Requirement
Reproduce the entries shown below only from the line with "point(174, 104)" down to the line with "point(50, 69)", keeping both end lines and copying each one exactly.

The data
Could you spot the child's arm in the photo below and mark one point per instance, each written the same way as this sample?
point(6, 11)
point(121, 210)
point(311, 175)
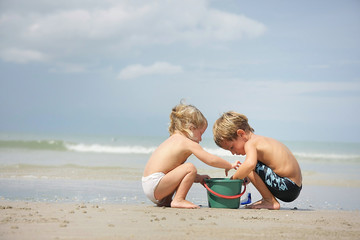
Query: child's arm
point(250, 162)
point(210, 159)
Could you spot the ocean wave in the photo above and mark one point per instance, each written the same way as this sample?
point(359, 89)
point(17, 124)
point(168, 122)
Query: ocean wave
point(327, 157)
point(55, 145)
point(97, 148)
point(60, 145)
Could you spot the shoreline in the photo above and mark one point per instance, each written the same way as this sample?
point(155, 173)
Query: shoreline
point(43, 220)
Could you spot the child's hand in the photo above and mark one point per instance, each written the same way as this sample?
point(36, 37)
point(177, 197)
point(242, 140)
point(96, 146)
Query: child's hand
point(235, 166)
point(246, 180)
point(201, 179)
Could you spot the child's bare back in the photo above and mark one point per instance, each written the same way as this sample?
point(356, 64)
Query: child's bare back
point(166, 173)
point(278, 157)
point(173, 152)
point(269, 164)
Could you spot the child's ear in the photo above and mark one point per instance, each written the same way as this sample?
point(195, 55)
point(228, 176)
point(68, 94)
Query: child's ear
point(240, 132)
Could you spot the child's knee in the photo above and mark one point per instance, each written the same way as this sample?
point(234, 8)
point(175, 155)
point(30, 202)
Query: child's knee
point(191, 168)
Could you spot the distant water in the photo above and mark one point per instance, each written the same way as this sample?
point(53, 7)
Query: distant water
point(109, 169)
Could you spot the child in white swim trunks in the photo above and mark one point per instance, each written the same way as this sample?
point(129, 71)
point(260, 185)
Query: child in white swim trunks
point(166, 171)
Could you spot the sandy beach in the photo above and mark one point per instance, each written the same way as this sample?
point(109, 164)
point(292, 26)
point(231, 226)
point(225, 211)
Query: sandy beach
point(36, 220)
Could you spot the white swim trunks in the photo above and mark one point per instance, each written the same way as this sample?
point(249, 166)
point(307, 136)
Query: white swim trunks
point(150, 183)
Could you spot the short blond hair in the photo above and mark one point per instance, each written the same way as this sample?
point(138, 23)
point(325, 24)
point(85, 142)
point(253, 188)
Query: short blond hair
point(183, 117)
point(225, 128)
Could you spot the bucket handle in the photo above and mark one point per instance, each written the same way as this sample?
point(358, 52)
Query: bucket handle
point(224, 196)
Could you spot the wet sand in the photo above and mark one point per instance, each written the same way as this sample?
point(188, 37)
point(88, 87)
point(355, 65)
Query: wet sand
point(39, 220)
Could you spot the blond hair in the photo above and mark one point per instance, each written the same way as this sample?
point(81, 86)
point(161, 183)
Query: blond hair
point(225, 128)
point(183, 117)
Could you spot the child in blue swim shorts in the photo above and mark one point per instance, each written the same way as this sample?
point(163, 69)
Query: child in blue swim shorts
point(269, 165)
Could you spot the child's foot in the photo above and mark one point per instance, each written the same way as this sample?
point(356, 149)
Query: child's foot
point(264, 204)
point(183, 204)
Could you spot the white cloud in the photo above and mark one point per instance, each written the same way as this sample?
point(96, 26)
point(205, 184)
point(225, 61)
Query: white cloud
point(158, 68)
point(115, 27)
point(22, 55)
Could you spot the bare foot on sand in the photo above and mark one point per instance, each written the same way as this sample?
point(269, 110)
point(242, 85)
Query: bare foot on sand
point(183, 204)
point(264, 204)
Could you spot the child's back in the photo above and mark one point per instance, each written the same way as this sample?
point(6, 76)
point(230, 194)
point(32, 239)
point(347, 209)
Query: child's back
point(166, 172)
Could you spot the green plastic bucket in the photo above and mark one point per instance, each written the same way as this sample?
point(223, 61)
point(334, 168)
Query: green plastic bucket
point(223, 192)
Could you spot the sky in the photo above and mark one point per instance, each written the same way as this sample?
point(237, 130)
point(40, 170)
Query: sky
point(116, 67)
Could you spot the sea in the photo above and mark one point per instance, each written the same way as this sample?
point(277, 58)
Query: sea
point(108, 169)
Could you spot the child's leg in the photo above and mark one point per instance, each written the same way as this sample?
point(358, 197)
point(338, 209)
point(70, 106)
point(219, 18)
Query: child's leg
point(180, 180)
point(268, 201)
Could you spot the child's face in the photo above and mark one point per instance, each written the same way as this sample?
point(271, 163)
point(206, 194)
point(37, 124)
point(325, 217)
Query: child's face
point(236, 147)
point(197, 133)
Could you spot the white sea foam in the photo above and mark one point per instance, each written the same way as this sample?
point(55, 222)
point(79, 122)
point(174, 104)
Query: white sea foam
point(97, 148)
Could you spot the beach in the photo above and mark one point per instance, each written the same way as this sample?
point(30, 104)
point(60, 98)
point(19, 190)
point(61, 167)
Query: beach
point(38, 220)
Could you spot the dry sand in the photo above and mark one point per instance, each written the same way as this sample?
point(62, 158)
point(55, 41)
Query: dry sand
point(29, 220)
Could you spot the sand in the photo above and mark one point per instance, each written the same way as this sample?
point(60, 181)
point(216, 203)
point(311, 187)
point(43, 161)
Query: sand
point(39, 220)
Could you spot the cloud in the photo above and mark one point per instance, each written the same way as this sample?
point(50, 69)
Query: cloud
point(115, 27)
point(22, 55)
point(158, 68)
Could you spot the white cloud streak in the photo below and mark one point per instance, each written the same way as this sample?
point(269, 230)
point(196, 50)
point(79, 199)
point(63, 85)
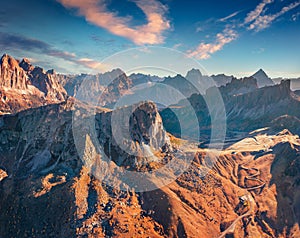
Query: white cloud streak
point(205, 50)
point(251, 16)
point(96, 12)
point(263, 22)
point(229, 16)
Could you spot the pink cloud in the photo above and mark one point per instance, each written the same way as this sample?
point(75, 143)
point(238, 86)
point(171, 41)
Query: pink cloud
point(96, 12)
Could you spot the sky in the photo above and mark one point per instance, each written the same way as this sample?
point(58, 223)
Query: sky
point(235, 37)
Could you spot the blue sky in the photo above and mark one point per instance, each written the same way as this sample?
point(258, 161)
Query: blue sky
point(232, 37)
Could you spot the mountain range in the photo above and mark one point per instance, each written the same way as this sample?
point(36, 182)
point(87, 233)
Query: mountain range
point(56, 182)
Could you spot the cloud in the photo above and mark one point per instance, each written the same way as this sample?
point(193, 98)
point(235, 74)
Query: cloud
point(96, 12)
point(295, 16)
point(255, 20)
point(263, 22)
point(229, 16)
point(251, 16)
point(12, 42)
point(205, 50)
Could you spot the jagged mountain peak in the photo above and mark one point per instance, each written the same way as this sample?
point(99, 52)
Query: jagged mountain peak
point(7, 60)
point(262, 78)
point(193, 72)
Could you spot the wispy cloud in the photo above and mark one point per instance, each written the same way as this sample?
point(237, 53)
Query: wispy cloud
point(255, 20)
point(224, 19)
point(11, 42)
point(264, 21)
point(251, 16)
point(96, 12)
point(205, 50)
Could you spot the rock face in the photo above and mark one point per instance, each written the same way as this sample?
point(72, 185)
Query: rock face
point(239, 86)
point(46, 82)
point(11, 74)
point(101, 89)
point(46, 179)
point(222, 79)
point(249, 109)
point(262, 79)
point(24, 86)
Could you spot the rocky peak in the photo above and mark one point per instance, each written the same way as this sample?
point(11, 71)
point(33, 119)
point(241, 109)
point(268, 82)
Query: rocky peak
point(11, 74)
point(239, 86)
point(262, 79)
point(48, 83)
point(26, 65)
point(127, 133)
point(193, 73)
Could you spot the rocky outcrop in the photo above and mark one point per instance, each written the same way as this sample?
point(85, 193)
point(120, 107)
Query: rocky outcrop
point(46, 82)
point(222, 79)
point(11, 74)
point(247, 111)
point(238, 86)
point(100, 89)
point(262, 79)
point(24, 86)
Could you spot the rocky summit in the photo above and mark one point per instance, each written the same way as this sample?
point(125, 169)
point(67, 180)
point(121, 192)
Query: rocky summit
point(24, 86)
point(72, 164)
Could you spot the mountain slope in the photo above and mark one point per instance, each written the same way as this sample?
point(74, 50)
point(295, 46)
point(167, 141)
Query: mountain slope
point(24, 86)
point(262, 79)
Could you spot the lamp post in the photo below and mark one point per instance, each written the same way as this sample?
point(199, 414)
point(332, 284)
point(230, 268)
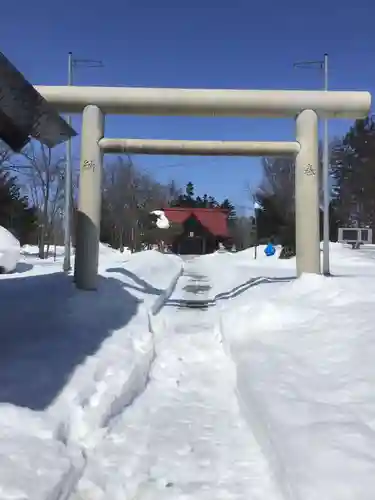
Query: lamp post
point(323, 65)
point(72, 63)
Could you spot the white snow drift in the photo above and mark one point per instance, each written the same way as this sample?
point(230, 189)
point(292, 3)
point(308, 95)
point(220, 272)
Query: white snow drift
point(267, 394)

Written response
point(174, 104)
Query: white sea foam
point(97, 148)
Could you spot the beach in the photo above and mark one point per instance, each written the same way as this sample?
point(30, 104)
point(60, 98)
point(19, 190)
point(61, 167)
Query: beach
point(38, 220)
Could you spot the dry sand in the photo above and mark one point per instance, each written the same way as this sample?
point(62, 158)
point(55, 41)
Query: dry sand
point(29, 220)
Could you spot the sand in the photo above and mark one point per instance, each written the same way as this sample?
point(60, 181)
point(216, 203)
point(311, 187)
point(43, 161)
Query: sand
point(39, 220)
Could you spot the cloud in the photo above and mark one point per instance, each written the same way as this sample?
point(50, 69)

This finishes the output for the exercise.